Task description
Every entry must be given again exactly as it is written.

*** Data to use Section Begins ***

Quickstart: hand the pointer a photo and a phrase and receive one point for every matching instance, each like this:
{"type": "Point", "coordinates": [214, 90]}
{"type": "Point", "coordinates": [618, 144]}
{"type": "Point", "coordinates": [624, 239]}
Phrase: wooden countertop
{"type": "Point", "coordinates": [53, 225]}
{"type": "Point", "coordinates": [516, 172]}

*** Data to use Section Ends ***

Result below
Quickstart: hand the pointer a photo and a phrase and receive one point for every matching instance, each like this:
{"type": "Point", "coordinates": [214, 90]}
{"type": "Point", "coordinates": [618, 144]}
{"type": "Point", "coordinates": [624, 239]}
Phrase: wooden countertop
{"type": "Point", "coordinates": [53, 225]}
{"type": "Point", "coordinates": [516, 172]}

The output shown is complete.